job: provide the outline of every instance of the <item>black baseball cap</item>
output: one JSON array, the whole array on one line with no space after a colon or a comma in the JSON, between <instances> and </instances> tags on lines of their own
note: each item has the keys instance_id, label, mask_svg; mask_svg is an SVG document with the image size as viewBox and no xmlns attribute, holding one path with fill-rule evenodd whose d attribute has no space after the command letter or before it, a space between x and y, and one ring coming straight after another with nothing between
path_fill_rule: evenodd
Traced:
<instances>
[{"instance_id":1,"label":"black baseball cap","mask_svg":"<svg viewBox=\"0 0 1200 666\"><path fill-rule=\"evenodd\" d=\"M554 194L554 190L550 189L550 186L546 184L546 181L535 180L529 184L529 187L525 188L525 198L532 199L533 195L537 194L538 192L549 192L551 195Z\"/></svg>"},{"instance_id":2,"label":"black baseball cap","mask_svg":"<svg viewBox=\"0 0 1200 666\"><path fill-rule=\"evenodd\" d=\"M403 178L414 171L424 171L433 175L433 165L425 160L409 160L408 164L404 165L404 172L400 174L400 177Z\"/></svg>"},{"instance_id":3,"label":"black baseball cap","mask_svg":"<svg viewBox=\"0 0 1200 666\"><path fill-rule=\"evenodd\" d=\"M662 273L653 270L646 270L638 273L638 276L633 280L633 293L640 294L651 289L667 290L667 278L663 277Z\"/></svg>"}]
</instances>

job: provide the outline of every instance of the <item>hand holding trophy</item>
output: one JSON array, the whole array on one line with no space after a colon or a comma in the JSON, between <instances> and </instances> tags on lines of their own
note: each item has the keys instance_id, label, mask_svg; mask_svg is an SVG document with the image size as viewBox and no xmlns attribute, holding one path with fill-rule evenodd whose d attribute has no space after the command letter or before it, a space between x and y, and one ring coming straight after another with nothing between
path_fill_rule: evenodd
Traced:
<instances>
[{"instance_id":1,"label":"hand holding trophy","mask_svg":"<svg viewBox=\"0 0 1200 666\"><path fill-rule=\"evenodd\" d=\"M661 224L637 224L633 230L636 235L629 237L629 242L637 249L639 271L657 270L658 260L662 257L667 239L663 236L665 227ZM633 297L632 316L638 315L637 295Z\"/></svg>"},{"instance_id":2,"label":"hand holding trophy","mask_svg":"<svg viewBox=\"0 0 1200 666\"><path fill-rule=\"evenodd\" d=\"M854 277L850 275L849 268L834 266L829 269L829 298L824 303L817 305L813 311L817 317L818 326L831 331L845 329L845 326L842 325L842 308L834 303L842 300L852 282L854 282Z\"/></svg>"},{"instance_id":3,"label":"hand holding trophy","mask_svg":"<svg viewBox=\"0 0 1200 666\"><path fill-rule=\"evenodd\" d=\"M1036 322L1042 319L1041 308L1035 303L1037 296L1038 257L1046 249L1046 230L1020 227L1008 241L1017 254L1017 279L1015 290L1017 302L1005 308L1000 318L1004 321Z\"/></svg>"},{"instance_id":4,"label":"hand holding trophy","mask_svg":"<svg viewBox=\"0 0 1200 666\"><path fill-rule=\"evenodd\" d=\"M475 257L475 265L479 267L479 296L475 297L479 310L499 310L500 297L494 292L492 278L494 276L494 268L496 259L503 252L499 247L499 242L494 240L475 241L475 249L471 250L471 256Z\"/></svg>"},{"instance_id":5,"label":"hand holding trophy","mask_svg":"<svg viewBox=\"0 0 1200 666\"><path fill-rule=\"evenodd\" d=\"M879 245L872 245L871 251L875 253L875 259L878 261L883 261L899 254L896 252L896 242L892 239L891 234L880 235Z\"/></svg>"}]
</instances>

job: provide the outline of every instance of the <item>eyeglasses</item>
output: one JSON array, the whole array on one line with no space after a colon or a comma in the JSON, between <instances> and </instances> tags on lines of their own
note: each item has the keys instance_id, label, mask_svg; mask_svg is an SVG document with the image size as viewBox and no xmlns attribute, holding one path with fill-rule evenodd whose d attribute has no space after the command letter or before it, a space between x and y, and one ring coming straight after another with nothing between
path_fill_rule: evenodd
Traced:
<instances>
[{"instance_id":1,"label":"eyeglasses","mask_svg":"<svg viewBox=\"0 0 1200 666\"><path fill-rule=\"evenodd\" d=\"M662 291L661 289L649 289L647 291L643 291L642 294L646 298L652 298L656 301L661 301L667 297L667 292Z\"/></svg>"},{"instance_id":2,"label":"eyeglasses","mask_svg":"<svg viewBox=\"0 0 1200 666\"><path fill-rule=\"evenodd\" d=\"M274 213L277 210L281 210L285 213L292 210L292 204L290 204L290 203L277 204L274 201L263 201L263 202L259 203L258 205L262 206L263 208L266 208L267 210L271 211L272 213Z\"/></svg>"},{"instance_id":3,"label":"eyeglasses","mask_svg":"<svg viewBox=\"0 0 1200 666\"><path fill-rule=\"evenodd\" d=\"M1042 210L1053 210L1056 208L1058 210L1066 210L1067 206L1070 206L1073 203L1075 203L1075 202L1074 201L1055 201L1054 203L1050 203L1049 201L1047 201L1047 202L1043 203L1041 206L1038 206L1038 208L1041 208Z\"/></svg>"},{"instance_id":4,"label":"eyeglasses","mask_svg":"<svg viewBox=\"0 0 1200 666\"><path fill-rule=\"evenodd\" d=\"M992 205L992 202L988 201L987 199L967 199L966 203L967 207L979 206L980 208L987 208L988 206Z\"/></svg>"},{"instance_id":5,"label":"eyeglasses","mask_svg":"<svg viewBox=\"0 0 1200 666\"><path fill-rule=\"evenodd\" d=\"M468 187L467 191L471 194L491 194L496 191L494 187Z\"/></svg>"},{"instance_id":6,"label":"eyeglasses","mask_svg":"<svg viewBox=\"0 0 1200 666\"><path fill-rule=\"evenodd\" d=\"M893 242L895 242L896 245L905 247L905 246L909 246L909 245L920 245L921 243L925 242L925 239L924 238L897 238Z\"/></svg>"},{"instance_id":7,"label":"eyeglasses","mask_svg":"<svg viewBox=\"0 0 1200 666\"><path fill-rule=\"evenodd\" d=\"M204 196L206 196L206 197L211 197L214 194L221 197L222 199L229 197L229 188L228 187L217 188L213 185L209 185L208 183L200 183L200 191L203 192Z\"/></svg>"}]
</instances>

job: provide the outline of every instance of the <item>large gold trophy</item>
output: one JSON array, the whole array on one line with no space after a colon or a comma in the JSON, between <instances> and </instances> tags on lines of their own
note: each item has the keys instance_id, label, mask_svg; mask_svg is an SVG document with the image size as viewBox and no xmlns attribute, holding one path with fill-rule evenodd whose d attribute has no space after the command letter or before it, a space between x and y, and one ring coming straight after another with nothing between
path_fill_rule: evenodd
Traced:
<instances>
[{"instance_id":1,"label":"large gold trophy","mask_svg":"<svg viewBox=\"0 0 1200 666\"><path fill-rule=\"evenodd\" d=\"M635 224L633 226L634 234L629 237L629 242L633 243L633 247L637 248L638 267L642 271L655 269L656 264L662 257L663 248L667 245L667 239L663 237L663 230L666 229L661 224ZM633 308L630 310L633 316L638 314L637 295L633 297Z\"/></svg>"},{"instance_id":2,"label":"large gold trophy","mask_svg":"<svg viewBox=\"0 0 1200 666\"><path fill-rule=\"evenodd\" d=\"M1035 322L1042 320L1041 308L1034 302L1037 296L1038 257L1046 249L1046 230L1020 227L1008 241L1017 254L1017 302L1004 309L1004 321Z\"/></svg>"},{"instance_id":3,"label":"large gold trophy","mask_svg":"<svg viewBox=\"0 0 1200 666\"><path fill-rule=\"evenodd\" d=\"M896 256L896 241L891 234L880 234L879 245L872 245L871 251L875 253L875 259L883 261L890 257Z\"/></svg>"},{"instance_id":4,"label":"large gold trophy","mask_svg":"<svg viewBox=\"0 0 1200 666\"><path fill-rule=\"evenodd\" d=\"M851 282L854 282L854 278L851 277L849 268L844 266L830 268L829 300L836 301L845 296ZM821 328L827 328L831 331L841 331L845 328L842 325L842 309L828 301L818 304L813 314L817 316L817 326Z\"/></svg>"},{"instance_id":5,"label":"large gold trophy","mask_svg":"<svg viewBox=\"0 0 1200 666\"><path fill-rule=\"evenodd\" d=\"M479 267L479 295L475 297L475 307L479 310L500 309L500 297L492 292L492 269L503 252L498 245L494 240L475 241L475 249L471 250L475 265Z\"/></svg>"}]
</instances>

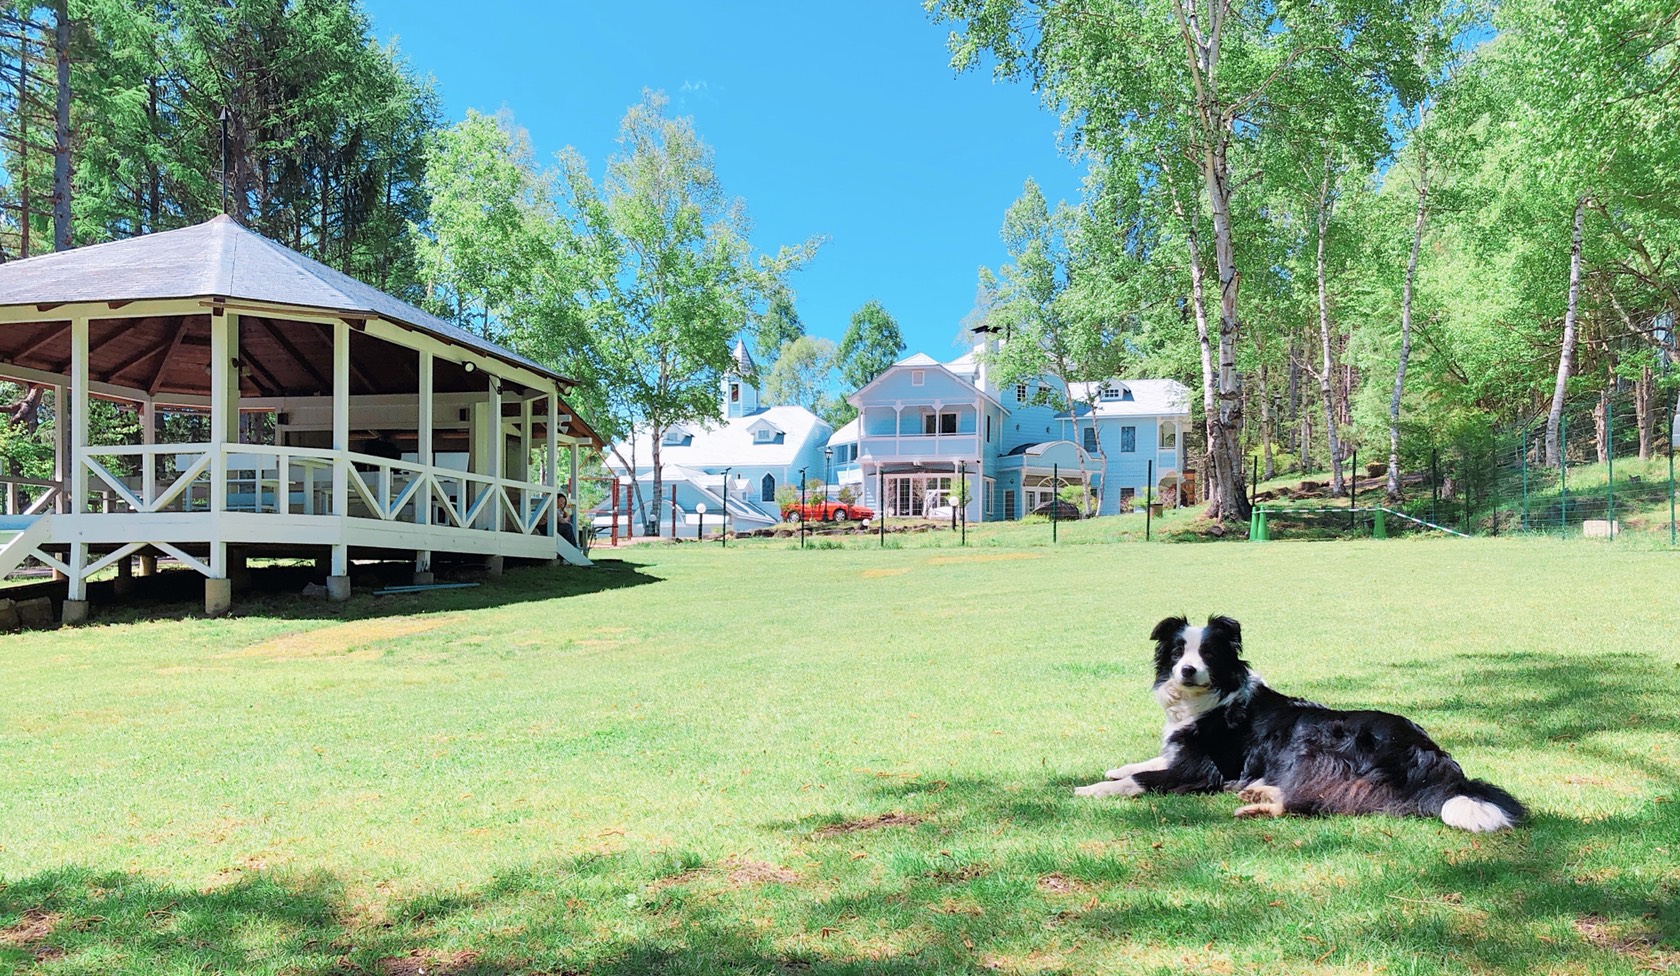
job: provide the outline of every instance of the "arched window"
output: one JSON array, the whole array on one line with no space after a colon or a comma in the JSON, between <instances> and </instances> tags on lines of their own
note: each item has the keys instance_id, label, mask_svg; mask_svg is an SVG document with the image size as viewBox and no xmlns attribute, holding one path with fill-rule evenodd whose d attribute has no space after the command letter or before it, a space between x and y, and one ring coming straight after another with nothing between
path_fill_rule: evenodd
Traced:
<instances>
[{"instance_id":1,"label":"arched window","mask_svg":"<svg viewBox=\"0 0 1680 976\"><path fill-rule=\"evenodd\" d=\"M776 476L775 475L767 474L767 475L764 476L764 480L762 482L760 482L759 498L760 498L760 500L767 501L767 502L773 502L773 501L776 500Z\"/></svg>"}]
</instances>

************

Your task
Each line in the material with "provide" in it must be reported.

Solution to this task
job: provide the outline of every instance of the <item>black baseball cap</item>
job: provide the outline of every instance of the <item>hand holding trophy</item>
job: provide the outline of every instance of the <item>eyeglasses</item>
job: provide the outline of every instance of the <item>large gold trophy</item>
job: provide the outline of every instance of the "arched window"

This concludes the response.